- _Task prompt_: From the records below, extract each line containing the word "query". Case counts, so a line matches only if its capitalization is the same.

- _Collected data_:
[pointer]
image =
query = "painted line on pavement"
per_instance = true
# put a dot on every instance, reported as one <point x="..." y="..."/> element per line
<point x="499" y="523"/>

---

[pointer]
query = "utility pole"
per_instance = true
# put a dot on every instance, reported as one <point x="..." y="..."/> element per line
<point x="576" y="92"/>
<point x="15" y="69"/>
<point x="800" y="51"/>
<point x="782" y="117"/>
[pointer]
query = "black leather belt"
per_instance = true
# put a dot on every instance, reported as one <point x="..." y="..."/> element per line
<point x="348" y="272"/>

---

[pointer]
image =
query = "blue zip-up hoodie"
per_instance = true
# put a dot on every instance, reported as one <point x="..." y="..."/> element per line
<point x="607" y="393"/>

- _Exercise solution_:
query = "painted line on pavement"
query = "utility pole"
query = "black leather belt"
query = "blue zip-up hoodie"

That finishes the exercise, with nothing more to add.